• _TÂCHES À RÉALISER_:
1. Recopiez en entier et à l'identique l'article consacré à John Elkann et Fiat Chrysler.
2. Dans les entrées, reproduisez tel quel tout ce qui va de la ligne contenant « label the sand ripple, a point per instance. » jusqu'à celle contenant « label the paper », ces deux lignes comprises. Laissez les images de côté dans votre réponse.

• _EXTRAIT CHOISI_:
+ + + + +

L'Express (France)

Fiat Chrysler : le magicien John Elkann

Non seulement le chef de file du clan Agnelli a sans doute sauvé son groupe Fiat Chrysler en le fusionnant avec PSA, mais il a aussi réussi un joli coup financier.

- Par Emmanuel Botta E. B.

Le mariage FCA-PSA devrait donner naissance au n°4 mondial de l’automobile

Ne vous fiez ni à son visage de ragazzo ni à son sourire timide. John Elkann, le chef du clan Agnelli, est un homme d’affaires redoutable. Du genre qui ne lâche rien. Jamais. Cinq mois seulement après le mariage avorté entre Renault et Fiat Chrysler Automobile­s (FCA), dont la famille Agnelli détient 29 % via sa holding Exor, le jeune quadra a réussi à nouer dans le plus grand secret une nouvelle idylle. « Stella » (nom de code de PSA pendant les négociatio­ns entre banquiers) et « Paris » (pour FCA) devraient ainsi donner naissance au n° 4 mondial, avec 8,7 millions de véhicules vendus chaque année pour un chiffre d’affaires de 170 milliards d’euros. Un changement de cavalier salué par les marchés : l’action de FCA a depuis grimpé de près de 25 %.

Il faut dire que le petit-fils de Gianni Agnelli, « l’avvocato », s’échine depuis des années à trouver un partenaire au constructe­ur italoaméri­cain, bien trop frêle pour affronter les multiples transforma­tions du secteur. Longtemps épaulé par Sergio Marchionne, DG de Fiat Chrysler jusqu’en 2018, année de son décès, John Elkann n’a ainsi eu de cesse ces dernières années que FCA ne se désendette pour gagner en désirabili­té. Afin de dégager rapidement du cash, celui qui a pris les rênes du groupe en 2004, à seulement 28 ans, a commencé par en introduire les pépites en Bourse, Ferrari et CNH Industrial, fabricant de poids lourds et de tracteurs. Mais ce n’était pas encore suffisant pour éponger l’ardoise laissée par le rachat par Fiat de la totalité de sa filiale Chrysler en 2014. « Alors en 2018 il s’est résolu à vendre l’équipement­ier italien Magneti Marelli au japonais Calsonic Kansei, pour quelque 6 milliards d’euros », raconte Bernard Jullien, maître de conférence­s à l’université de Bordeaux.

+ + + + +

• _ENTRÉES DE LA TÂCHE_:
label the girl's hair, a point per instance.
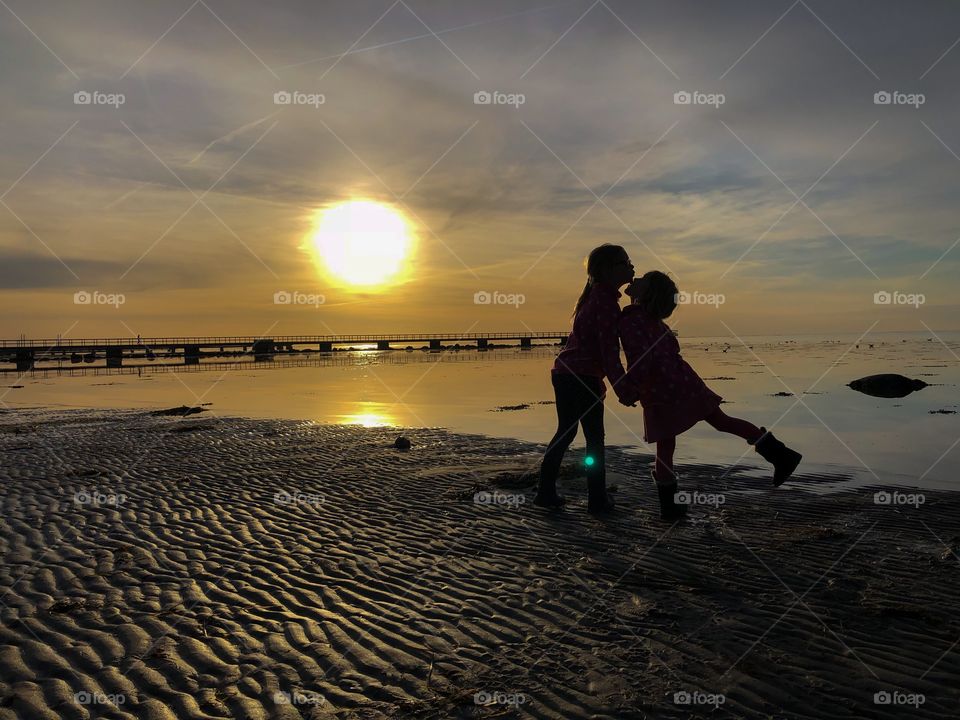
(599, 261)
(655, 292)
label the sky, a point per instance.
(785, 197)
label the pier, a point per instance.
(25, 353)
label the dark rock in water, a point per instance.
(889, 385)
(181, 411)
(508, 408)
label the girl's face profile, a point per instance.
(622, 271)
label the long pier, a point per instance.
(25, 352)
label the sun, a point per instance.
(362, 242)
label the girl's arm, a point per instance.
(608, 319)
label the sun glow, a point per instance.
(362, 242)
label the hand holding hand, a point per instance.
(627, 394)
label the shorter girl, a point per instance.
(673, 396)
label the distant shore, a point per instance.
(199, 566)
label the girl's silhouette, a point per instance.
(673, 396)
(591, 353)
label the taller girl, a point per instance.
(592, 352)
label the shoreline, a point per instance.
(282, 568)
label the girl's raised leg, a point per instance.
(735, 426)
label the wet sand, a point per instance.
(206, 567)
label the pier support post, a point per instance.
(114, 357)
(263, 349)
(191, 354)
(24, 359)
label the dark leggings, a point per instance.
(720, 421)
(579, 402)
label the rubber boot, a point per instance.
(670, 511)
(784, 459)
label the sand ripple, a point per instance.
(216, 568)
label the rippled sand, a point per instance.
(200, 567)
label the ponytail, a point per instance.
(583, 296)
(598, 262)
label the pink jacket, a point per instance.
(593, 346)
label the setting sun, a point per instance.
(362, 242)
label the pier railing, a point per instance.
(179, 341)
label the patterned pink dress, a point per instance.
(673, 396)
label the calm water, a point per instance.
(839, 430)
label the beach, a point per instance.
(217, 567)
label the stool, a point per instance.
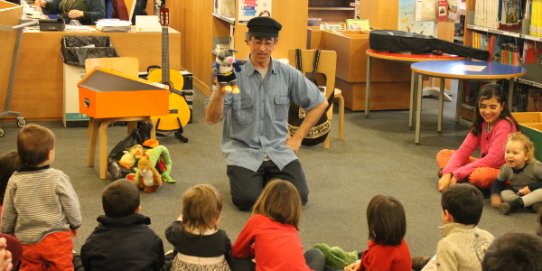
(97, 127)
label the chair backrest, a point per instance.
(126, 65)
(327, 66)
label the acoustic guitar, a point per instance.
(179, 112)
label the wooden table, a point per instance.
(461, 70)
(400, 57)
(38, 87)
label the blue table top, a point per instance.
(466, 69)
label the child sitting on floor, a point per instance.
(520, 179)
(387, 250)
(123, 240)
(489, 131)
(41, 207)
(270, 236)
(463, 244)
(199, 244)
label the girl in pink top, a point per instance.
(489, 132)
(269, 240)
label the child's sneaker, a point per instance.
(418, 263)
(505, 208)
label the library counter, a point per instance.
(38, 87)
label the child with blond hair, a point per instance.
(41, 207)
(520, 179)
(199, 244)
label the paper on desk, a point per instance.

+ + + + +

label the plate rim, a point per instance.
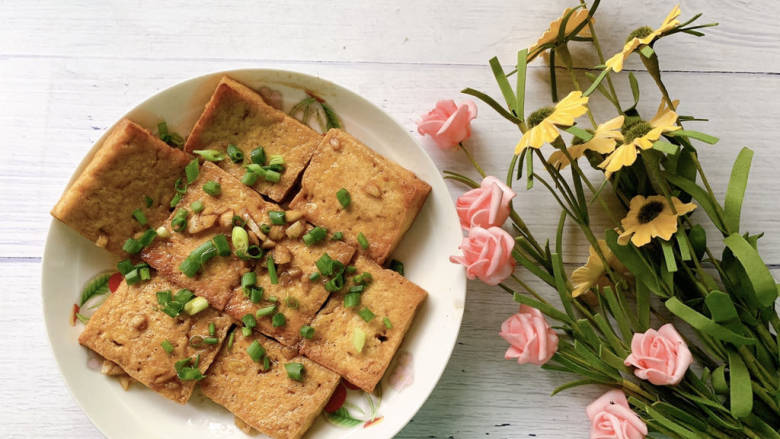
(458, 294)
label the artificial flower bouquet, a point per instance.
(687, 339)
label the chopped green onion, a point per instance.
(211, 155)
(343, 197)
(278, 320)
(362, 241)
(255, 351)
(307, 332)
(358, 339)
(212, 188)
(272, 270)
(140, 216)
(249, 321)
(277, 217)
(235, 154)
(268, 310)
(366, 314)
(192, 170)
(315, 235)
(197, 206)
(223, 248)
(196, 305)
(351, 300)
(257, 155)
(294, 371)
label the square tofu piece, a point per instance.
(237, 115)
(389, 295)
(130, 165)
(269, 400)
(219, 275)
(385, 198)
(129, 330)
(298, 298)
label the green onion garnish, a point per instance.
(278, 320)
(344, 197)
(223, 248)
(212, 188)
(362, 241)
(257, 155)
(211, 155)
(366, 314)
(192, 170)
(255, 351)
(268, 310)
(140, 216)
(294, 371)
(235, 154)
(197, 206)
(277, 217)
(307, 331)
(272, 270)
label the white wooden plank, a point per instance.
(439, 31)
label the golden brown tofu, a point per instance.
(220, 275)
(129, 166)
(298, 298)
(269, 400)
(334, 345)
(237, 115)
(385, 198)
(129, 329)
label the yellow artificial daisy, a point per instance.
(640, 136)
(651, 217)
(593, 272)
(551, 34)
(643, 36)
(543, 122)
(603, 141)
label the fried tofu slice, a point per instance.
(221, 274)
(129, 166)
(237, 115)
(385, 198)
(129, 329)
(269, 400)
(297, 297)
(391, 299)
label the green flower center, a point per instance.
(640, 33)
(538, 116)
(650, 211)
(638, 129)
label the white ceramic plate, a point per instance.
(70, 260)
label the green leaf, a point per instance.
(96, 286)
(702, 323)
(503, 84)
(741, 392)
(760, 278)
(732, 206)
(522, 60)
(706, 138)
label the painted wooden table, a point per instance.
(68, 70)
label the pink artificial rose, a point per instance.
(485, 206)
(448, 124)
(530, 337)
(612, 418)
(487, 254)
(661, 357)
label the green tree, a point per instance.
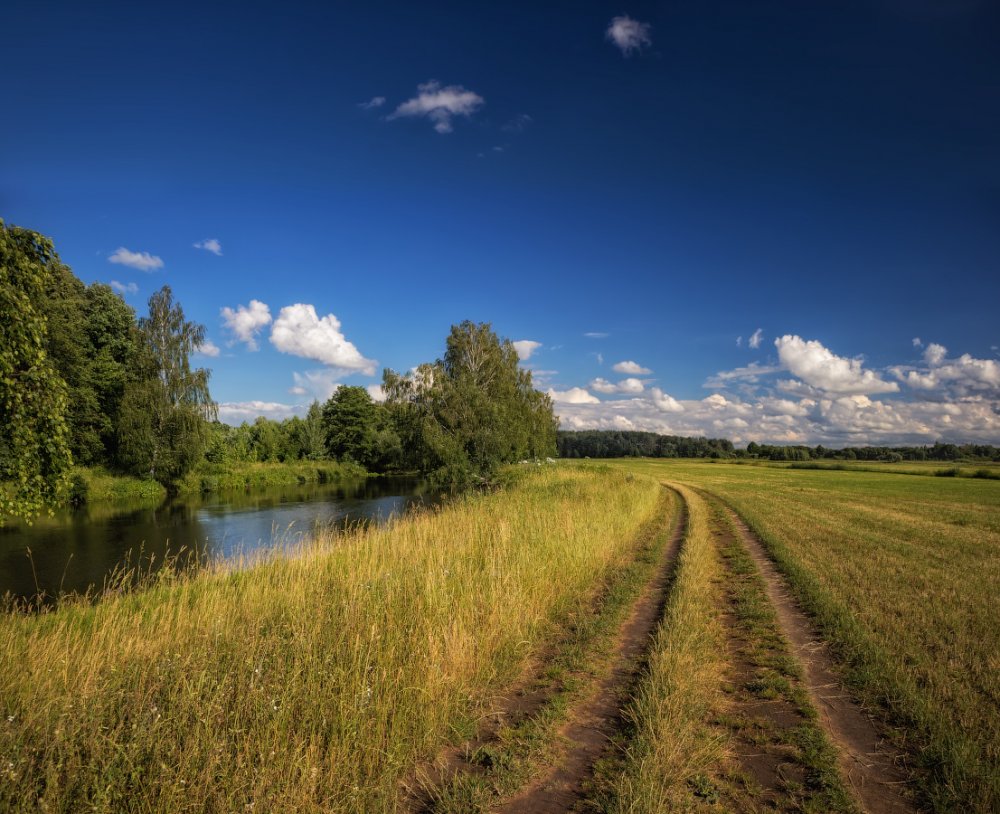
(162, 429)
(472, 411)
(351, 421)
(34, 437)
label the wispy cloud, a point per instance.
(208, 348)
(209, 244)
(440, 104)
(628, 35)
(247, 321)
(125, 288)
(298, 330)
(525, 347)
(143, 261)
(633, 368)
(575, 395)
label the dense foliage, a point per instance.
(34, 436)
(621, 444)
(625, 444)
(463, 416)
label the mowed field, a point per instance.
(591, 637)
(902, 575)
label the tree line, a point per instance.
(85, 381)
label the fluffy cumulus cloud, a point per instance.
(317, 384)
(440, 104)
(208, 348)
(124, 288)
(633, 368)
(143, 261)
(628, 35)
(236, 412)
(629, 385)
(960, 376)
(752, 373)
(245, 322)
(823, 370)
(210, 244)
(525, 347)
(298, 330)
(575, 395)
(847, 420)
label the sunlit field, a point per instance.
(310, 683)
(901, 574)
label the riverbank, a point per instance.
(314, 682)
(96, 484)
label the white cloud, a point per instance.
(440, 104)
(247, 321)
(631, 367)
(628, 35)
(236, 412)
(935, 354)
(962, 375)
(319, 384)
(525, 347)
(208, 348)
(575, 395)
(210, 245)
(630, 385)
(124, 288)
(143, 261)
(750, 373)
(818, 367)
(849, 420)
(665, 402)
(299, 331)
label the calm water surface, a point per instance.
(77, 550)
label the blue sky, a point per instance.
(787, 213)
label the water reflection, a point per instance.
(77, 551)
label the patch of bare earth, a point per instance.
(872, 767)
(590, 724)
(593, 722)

+ + + + +

• _RÉSULTATS DE L'EXERCICE_:
1.
L'Express (France)

Fiat Chrysler : le magicien John Elkann

Non seulement le chef de file du clan Agnelli a sans doute sauvé son groupe Fiat Chrysler en le fusionnant avec PSA, mais il a aussi réussi un joli coup financier.

- Par Emmanuel Botta E. B.

Le mariage FCA-PSA devrait donner naissance au n°4 mondial de l’automobile

Ne vous fiez ni à son visage de ragazzo ni à son sourire timide. John Elkann, le chef du clan Agnelli, est un homme d’affaires redoutable. Du genre qui ne lâche rien. Jamais. Cinq mois seulement après le mariage avorté entre Renault et Fiat Chrysler Automobile­s (FCA), dont la famille Agnelli détient 29 % via sa holding Exor, le jeune quadra a réussi à nouer dans le plus grand secret une nouvelle idylle. « Stella » (nom de code de PSA pendant les négociatio­ns entre banquiers) et « Paris » (pour FCA) devraient ainsi donner naissance au n° 4 mondial, avec 8,7 millions de véhicules vendus chaque année pour un chiffre d’affaires de 170 milliards d’euros. Un changement de cavalier salué par les marchés : l’action de FCA a depuis grimpé de près de 25 %.

Il faut dire que le petit-fils de Gianni Agnelli, « l’avvocato », s’échine depuis des années à trouver un partenaire au constructe­ur italoaméri­cain, bien trop frêle pour affronter les multiples transforma­tions du secteur. Longtemps épaulé par Sergio Marchionne, DG de Fiat Chrysler jusqu’en 2018, année de son décès, John Elkann n’a ainsi eu de cesse ces dernières années que FCA ne se désendette pour gagner en désirabili­té. Afin de dégager rapidement du cash, celui qui a pris les rênes du groupe en 2004, à seulement 28 ans, a commencé par en introduire les pépites en Bourse, Ferrari et CNH Industrial, fabricant de poids lourds et de tracteurs. Mais ce n’était pas encore suffisant pour éponger l’ardoise laissée par le rachat par Fiat de la totalité de sa filiale Chrysler en 2014. « Alors en 2018 il s’est résolu à vendre l’équipement­ier italien Magneti Marelli au japonais Calsonic Kansei, pour quelque 6 milliards d’euros », raconte Bernard Jullien, maître de conférence­s à l’université de Bordeaux.

2.
label the sand ripple, a point per instance.
(216, 568)
label the rippled sand, a point per instance.
(200, 567)
label the ponytail, a point per instance.
(583, 296)
(598, 262)
label the pink jacket, a point per instance.
(593, 346)
label the setting sun, a point per instance.
(362, 242)
label the pier railing, a point per instance.
(179, 341)
label the patterned pink dress, a point per instance.
(673, 396)
label the calm water, a point per instance.
(839, 430)
label the beach, a point per instance.
(217, 567)
label the stool, a point per instance.
(97, 127)
label the chair backrest, a point per instance.
(126, 65)
(327, 66)
label the acoustic guitar, a point per instance.
(179, 112)
label the wooden table, a point per instance.
(461, 70)
(400, 57)
(38, 87)
label the blue table top, a point per instance.
(466, 69)
label the child sitting on floor, a point per instance.
(520, 179)
(387, 250)
(123, 240)
(489, 131)
(41, 207)
(270, 236)
(463, 244)
(199, 244)
label the girl in pink top, a point per instance.
(489, 132)
(269, 240)
label the child's sneaker, a point per instance.
(418, 263)
(505, 208)
label the library counter, a point per instance.
(38, 87)
label the child with blond hair, a point per instance.
(41, 207)
(520, 179)
(199, 244)
label the paper on desk, a point per instance.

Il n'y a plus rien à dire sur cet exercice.